REQUIREMENT: Every entry is to be reproduced word for word, but the images are not.

*** Opening SOURCE MATERIAL ***

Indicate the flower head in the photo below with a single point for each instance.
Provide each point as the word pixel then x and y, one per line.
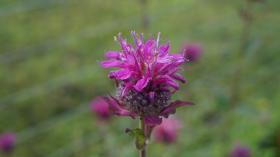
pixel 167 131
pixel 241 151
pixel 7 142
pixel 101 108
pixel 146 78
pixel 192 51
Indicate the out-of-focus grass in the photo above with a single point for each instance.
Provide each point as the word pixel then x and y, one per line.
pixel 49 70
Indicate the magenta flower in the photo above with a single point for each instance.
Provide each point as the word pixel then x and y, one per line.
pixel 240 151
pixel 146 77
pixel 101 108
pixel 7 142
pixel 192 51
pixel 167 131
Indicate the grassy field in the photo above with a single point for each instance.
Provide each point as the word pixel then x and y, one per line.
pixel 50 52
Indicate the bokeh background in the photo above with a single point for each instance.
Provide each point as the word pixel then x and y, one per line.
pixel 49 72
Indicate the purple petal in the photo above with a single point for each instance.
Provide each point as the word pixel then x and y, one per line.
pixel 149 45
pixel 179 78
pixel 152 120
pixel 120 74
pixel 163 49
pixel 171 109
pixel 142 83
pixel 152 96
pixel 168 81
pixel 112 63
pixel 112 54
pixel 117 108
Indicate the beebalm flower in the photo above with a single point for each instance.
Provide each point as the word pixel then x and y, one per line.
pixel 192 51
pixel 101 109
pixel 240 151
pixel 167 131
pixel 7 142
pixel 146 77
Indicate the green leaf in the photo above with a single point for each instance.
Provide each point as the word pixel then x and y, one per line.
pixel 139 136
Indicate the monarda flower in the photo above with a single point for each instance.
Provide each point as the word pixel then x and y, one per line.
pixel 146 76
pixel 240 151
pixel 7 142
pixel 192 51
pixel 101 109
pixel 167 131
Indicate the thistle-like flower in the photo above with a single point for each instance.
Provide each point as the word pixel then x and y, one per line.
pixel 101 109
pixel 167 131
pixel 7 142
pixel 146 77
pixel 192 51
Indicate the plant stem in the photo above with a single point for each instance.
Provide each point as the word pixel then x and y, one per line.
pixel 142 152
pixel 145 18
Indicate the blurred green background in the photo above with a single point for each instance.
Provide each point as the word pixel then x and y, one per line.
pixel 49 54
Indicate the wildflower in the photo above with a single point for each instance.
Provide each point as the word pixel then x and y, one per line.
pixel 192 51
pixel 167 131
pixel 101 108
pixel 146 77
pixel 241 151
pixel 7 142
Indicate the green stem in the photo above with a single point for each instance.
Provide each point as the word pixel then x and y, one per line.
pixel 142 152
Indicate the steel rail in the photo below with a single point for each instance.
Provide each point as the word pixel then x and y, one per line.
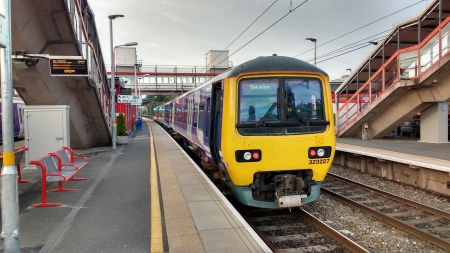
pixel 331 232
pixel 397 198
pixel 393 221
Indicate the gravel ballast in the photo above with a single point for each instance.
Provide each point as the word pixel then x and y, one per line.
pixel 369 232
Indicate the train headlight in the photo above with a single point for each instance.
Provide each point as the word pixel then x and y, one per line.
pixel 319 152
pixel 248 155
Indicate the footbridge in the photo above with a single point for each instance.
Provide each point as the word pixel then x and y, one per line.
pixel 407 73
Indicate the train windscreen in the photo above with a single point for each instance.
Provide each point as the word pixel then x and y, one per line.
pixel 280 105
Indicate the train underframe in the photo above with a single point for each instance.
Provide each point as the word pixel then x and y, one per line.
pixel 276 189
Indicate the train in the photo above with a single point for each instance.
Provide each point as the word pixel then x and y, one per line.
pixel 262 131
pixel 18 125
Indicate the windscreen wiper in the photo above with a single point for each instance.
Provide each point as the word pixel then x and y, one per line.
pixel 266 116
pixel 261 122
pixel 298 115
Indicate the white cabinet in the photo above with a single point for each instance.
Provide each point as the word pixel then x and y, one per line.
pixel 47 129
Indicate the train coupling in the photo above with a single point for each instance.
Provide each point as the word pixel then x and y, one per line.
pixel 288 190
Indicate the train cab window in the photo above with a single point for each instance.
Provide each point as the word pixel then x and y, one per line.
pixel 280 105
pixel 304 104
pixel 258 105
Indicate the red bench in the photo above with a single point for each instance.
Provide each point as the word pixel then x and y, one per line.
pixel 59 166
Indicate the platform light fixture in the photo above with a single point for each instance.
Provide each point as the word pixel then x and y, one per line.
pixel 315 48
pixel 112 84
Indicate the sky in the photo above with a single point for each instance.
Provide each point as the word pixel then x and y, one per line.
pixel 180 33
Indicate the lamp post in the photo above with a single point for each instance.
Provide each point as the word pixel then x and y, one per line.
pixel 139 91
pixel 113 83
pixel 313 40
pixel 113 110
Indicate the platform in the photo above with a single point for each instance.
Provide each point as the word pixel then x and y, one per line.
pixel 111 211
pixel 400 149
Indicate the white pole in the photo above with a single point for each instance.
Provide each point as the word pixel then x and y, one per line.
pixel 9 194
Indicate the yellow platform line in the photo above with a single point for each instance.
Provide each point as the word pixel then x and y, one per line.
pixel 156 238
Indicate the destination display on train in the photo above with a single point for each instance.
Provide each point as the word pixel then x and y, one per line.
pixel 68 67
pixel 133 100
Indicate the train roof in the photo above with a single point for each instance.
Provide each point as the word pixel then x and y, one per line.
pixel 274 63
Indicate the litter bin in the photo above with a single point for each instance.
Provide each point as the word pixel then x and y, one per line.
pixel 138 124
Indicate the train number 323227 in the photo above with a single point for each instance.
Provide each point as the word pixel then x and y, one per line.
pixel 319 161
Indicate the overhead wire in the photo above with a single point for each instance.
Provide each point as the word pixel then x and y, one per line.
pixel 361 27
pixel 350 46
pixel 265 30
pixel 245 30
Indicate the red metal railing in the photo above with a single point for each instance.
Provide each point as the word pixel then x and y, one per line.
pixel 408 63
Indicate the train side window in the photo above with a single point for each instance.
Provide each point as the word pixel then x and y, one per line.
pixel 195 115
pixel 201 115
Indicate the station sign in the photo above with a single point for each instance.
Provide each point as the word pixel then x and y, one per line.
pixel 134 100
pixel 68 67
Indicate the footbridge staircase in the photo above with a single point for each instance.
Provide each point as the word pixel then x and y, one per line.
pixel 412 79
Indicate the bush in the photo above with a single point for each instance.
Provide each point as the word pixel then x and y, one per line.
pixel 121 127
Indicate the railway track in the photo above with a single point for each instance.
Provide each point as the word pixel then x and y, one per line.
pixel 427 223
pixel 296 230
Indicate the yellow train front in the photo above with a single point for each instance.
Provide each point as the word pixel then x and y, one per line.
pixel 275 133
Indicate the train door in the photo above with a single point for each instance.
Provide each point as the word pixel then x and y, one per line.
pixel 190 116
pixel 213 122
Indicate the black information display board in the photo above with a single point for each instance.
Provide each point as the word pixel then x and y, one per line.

*** Closing SOURCE MATERIAL ***

TASK OUTPUT:
Indicate the flower head in the photo below with a single point for each instance.
Provide each point as the word pixel then x and y, one per line.
pixel 167 131
pixel 241 151
pixel 7 142
pixel 101 108
pixel 146 78
pixel 192 51
Indicate the out-of-focus grass in the photo above with a single point for each instance.
Provide each point as the word pixel then x and y, one per line.
pixel 49 70
Indicate the magenta flower in the photo above with a single point for each instance.
Provide each point as the word pixel then x and y, one per line.
pixel 240 151
pixel 146 77
pixel 101 108
pixel 7 142
pixel 192 51
pixel 167 131
Indicate the grassy field in the photo above with a single point for each instance.
Provide each point as the word pixel then x and y, one per line.
pixel 50 52
Indicate the bokeh background in the photo above with a single point for each instance.
Provide each point as the word pixel then x and y, one per line.
pixel 49 72
Indicate the purple petal in the photo above with a single point for each instance.
Provide each point as the word pixel then x and y, one per line.
pixel 149 45
pixel 179 78
pixel 152 120
pixel 120 74
pixel 163 49
pixel 171 109
pixel 142 83
pixel 152 96
pixel 168 81
pixel 112 63
pixel 112 54
pixel 117 108
Indicate the beebalm flower in the photo above with a single point for each instance.
Provide each point as the word pixel then x and y, one per line.
pixel 192 51
pixel 101 109
pixel 240 151
pixel 167 131
pixel 7 142
pixel 146 77
Indicate the green leaf in the photo above with a single point for each instance.
Provide each point as the word pixel then x and y, one per line.
pixel 139 136
Indicate the monarda flower in the photo above with a single point for each instance.
Provide each point as the word pixel then x and y, one per line.
pixel 146 76
pixel 240 151
pixel 7 142
pixel 192 51
pixel 101 109
pixel 167 131
Indicate the thistle-like flower in the photo above with a single point for each instance.
Provide each point as the word pixel then x and y, one per line.
pixel 101 109
pixel 167 131
pixel 7 142
pixel 146 77
pixel 192 51
Indicate the plant stem in the photo above with a single point for each instance.
Provide each point as the word pixel then x and y, one per line.
pixel 142 152
pixel 145 18
Indicate the blurred green background in the photo above with a single point for each instance.
Provide each point as the word pixel then x and y, one per line.
pixel 49 54
Indicate the wildflower in the photo above with a single point for each instance.
Provide each point as the word pixel then x and y, one per line.
pixel 192 51
pixel 167 131
pixel 101 108
pixel 146 77
pixel 241 151
pixel 7 142
Indicate the green stem in the photo above with a single point for each instance.
Provide each point as the word pixel then x and y, one per line.
pixel 142 152
Indicate the steel rail in the photo below with a single point for each instance.
Provide each point as the word pixel then x and y, one per line.
pixel 331 232
pixel 397 198
pixel 393 221
Indicate the gravel ballast in the photo above with a single point for each instance.
Provide each point as the word pixel then x and y, one per line.
pixel 369 232
Indicate the train headlight in the photo above with a single point for each instance.
Provide each point as the word pixel then x and y, one per line.
pixel 319 152
pixel 248 155
Indicate the footbridge in the photo above with a single point for each instance.
Provide each point as the word pixel then x and y, one per line.
pixel 407 73
Indicate the train windscreen in the photo above with a single point for each instance.
Provide each point as the word pixel then x and y, one per line.
pixel 280 105
Indicate the train underframe in the photo above with a single point for each instance.
Provide each point as the word pixel then x and y, one per line.
pixel 276 189
Indicate the train in the photo above with a single point for each instance.
Provide each point as the word pixel then x and y, one per line.
pixel 262 131
pixel 18 125
Indicate the windscreen wiper in the photo above with a single point for each instance.
Provide each point as the word pixel then x and y, one per line.
pixel 266 116
pixel 261 122
pixel 298 115
Indicate the white cabinet in the photo above with a single point for each instance.
Provide each point as the word pixel then x and y, one per line.
pixel 47 129
Indicate the train coupling in the photo above with a single point for each instance.
Provide each point as the word pixel then x and y, one per line.
pixel 288 190
Indicate the train cab window in the photo above with a single point for each instance.
Provide each point as the word pixel then x and y, one per line.
pixel 280 105
pixel 304 104
pixel 258 105
Indicate the red bench in the photo above with a single point for each instance.
Provide each point as the word pixel then x and y, one per line.
pixel 59 166
Indicate the platform light fixture in the photo above with a single point for each instance.
Provide each point as the word pixel then x and y, one per line.
pixel 315 48
pixel 112 84
Indicate the sky in the photo above with a single point for each instance.
Provide each point as the word pixel then x and y, one per line.
pixel 180 33
Indicate the lamp post in the photo above with a single point for each instance.
Provide each point as the word pixel then x and y, one per line.
pixel 139 91
pixel 113 83
pixel 313 40
pixel 113 110
Indicate the platform in the photo above with a single point for each instance.
Provide each point as the word pixel then x and y, one per line.
pixel 111 211
pixel 400 149
Indicate the white pole in the photo above with a single point for each instance.
Provide each point as the word pixel then x and y, one per line.
pixel 9 194
Indicate the yellow platform line in the photo above with a single point for each instance.
Provide each point as the word pixel then x and y, one per line.
pixel 156 238
Indicate the destination display on train in the photo above with a single point for each instance.
Provide each point as the word pixel then x and y, one per line.
pixel 68 67
pixel 133 100
Indicate the train roof in the photo above with a single point for each instance.
Provide each point as the word pixel then x and y, one per line.
pixel 274 63
Indicate the litter bin in the photo above with a single point for each instance.
Provide each point as the word pixel then x and y, one per line.
pixel 138 124
Indicate the train number 323227 in the photo above with a single point for each instance.
Provide each point as the word pixel then x and y, one per line.
pixel 319 161
Indicate the overhead wire in the photo above with a single point for each instance.
Provide each point as the word pixel then x and y, one per line.
pixel 361 27
pixel 350 46
pixel 265 30
pixel 245 30
Indicate the red metal railing in the photo above with a single point for each instance.
Provide each point as the word pixel then x and y, one per line.
pixel 408 63
Indicate the train side window in the photo above with a single point for each instance.
Provide each point as the word pixel then x and y, one per line.
pixel 195 115
pixel 201 115
Indicate the station sign in the photo above with a single point for each instance.
Provide each point as the word pixel then x and y, one per line.
pixel 134 100
pixel 68 67
Indicate the footbridge staircase in the photo above with a single point for each instance.
Provide each point as the word pixel then x and y, one per line.
pixel 412 79
Indicate the bush in the photo above with a single point for each instance.
Provide each point as the word pixel then x and y, one per line.
pixel 121 127
Indicate the railway track in the photo above with a single point for each instance.
Provide each point as the word pixel then x and y, one per line.
pixel 427 223
pixel 296 230
Indicate the yellow train front in the photo above with a single point for each instance.
Provide each point as the word pixel then x and y, one per line.
pixel 275 133
Indicate the train door in the photo above with a single point for each instance.
Provide each point as the word pixel then x and y, one per line.
pixel 190 116
pixel 213 122
Indicate the black information display board in the photo above with a single point for each instance.
Provide each point as the word pixel then x and y, one per line.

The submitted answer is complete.